▶ **Source document**:
§ §
Sunday, 24 February 2013

Launching the new Award of Garden Merit list

Elizabeth Banks, President of the Royal Horticultural Society, toasts the launch of the new list of Award of Garden Merit plants with (L-R) Kylie Balmain, JMG, Richard Sanford & Jim Gardiner.

Although not much has been said of it in this diary, for the past 15 months or so a great deal of my time has been devoted to the 2012 review of the Award of Garden Merit (AGM) for the Royal Horticultural Society. The AGM is the recognition given by the RHS to plants of outstanding quality for garden use and is perhaps the highest accolade a plant can receive - it is thus a source of pride to the raiser and of potential value to the nursery trade. It's fair to say that AGM plants form - or should form - the core of any garden planting.

The Award of Garden Merit was revitalised in 1993, with the idea that it should be reviewed every ten years - so 2012 was scheduled for a major review. Having attended several preparatory meetings I was invited to undertake the task of co-ordinating the review across all plant groups and their appropriate committees, and was also asked to lead the team working on woody plants. With all the changes in my life that occurred last year this was quite a challenge, but somehow we managed to get the review completed for almost every group of plants in time for a new AGM list to be published and launched last Tuesday: the lists for Hosta and Hemerocallis were finalised the previous Thursday. The lists, broken into various categories, are available on the RHS website, here, and with them will be found the new RHS Hardiness Ratings chart. Both are important tools for British gardeners at least.


Galanthus elwesii 'Comet' is a worthy new addition to the AGM list.
§ §
▶ **Work task 1**: Who are all the people named in the caption of the Award of Garden Merit diary entry?
▶ **Work task 2**: According to the Award of Garden Merit diary entry, in what year was the Award of Garden Merit revitalised?
§ §
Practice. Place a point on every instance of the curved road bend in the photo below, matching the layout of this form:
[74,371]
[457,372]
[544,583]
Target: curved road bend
§ §
▶ **Your solution 1**: Elizabeth Banks, Kylie Balmain, JMG, Richard Sanford, and Jim Gardiner

▶ **Your solution 2**: 1993